Задание 1: Оформите в виде таблицы Markdown со столбцами «№» и «Строка» строки листинга от строки, содержащей «For verification purposes, determine whether any fireplace», до конца листинга включительно. Пустые строки не включайте.

Исходный текст:
• • • • •
У правителей государства Сонгай во всех главных провинциях были коронные имения, где селили несвободных. В этих имениях аския в каждой деревне имел рабов и надсмотрщика, говорится далее в «Тарих ал-фатташ». Некоторым надсмотрщикам подчи­нялось до 100 рабов, обрабатывавших землю. Относительно Мали также есть свидетельства, что целые племена, например бамбара * (* В хронике «Тарих ал-фатташ», где упомянут этот факт, слово «бамбара» не имеет значения этнонима, а обозначает немусульманское население малин-ских владений. К тому же и термин «племя» здесь нельзя понимать буквально: речь идет скорее о замкнутых эндогамных группах зависимых людей, прикреп­ленных к той или иной государственной повинности.), попадали в зависимость и их расселяли общинами в имениях пра­вителя или высокопоставленных светских и духовных вельмож, т. е. они образовывали деревни рабов. Жители таких деревень в соответствии со своеобразной кастовой системой, основанной на этническом принципе, несли специальные службы, трудовую по­винность и, кроме того, вносили многочисленные разновидности натуральных податей. «Рабские» деревни еще очень долго сохра­няли этническую структуру, примером чего может служить Мали. Зато в государстве Сонгай, вокруг некоторых городов-государств Восточной Африки, а главное, в государственных новообразовани­ях последующих веков в поселениях рабов усиливались отноше­ния эксплуатации все более ярко выраженного феодального ха­рактера.
• • • • •
Задание 2: Перескажите кратко, списком, абзац текста о рабских деревнях, начинающийся словами «У правителей государства Сонгай», сохранив его основные факты.
• • • • •
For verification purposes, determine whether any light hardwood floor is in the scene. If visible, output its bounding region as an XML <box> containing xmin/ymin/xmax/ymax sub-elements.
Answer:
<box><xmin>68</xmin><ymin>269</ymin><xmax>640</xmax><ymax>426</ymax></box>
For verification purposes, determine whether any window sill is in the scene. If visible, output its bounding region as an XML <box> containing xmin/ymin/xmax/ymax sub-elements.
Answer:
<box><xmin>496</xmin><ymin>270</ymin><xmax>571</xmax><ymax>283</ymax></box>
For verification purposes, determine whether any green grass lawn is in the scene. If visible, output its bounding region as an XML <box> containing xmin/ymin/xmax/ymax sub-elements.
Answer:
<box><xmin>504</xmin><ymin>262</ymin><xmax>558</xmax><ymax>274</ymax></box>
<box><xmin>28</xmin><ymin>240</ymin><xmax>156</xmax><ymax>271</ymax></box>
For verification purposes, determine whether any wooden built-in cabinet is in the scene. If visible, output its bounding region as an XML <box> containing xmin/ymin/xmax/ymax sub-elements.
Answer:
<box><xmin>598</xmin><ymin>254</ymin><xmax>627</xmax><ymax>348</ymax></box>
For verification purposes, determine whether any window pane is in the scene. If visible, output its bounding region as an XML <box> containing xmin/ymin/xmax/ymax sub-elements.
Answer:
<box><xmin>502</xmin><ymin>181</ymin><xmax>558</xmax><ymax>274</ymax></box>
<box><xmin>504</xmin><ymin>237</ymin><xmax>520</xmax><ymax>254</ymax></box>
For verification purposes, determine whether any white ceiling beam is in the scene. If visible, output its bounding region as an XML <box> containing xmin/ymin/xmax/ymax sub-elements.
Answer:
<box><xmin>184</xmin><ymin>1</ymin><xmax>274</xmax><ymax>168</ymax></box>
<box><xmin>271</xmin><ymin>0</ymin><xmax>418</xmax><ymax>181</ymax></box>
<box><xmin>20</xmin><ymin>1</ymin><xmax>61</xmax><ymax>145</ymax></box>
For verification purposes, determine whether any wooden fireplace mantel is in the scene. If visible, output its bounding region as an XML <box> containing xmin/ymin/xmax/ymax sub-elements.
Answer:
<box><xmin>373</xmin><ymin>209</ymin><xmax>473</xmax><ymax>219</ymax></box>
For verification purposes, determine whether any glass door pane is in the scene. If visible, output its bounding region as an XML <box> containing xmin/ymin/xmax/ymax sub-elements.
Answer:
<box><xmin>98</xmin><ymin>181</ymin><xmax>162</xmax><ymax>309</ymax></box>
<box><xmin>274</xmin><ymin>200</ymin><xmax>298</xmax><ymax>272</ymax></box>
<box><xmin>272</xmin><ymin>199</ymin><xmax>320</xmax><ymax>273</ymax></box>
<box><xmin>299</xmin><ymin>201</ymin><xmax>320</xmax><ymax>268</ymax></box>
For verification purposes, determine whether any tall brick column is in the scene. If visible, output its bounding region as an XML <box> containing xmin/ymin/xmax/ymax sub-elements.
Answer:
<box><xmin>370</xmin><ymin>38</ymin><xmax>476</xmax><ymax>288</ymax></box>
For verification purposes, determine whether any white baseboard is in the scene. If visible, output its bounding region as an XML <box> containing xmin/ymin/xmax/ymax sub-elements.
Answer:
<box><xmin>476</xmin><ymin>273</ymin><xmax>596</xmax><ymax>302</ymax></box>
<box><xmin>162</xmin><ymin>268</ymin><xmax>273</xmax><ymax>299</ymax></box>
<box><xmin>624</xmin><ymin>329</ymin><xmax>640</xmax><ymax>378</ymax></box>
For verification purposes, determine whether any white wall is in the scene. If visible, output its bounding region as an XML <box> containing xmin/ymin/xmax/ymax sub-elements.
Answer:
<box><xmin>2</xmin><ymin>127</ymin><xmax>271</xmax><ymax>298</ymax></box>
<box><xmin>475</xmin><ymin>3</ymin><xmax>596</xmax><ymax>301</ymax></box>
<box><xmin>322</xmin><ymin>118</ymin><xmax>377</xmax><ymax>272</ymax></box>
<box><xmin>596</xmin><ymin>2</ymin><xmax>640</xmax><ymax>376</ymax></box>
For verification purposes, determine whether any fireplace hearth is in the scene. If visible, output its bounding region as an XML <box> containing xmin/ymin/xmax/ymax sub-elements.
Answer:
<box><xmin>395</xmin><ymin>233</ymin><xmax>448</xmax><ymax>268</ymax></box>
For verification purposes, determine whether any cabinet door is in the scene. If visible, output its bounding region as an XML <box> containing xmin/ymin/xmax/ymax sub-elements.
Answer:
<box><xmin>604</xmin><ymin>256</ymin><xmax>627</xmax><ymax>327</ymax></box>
• • • • •
Ответ 1:
| № | Строка |
|---|---|
| 1 | For verification purposes, determine whether any fireplace hearth is in the scene. If visible, output its bounding region as an XML <box> containing xmin/ymin/xmax/ymax sub-elements. |
| 2 | Answer: |
| 3 | <box><xmin>395</xmin><ymin>233</ymin><xmax>448</xmax><ymax>268</ymax></box> |
| 4 | For verification purposes, determine whether any cabinet door is in the scene. If visible, output its bounding region as an XML <box> containing xmin/ymin/xmax/ymax sub-elements. |
| 5 | Answer: |
| 6 | <box><xmin>604</xmin><ymin>256</ymin><xmax>627</xmax><ymax>327</ymax></box> |

Ответ 2:
- У правителей Сонгай во всех главных провинциях были коронные имения, где селили несвободных. Там аския в каждой деревне имел рабов и надсмотрщика. Некоторым надсмотрщикам подчинялось до 100 рабов, обрабатывавших землю.
- В Мали целые группы, например бамбара, попадали в зависимость. Их расселяли общинами в имениях правителя или знатных светских и духовных вельмож, и так возникали деревни рабов. Слово «бамбара» в хронике означает немусульманское население малийских владений, а не этноним.
- Жители таких деревень по кастовой системе на этнической основе несли особые службы и трудовую повинность, а также платили разнообразные натуральные подати.
- «Рабские» деревни долго сохраняли этническую структуру, как в Мали. В Сонгае, вокруг некоторых городов-государств Восточной Африки и особенно в государствах последующих веков в поселениях рабов усиливалась эксплуатация все более феодального характера.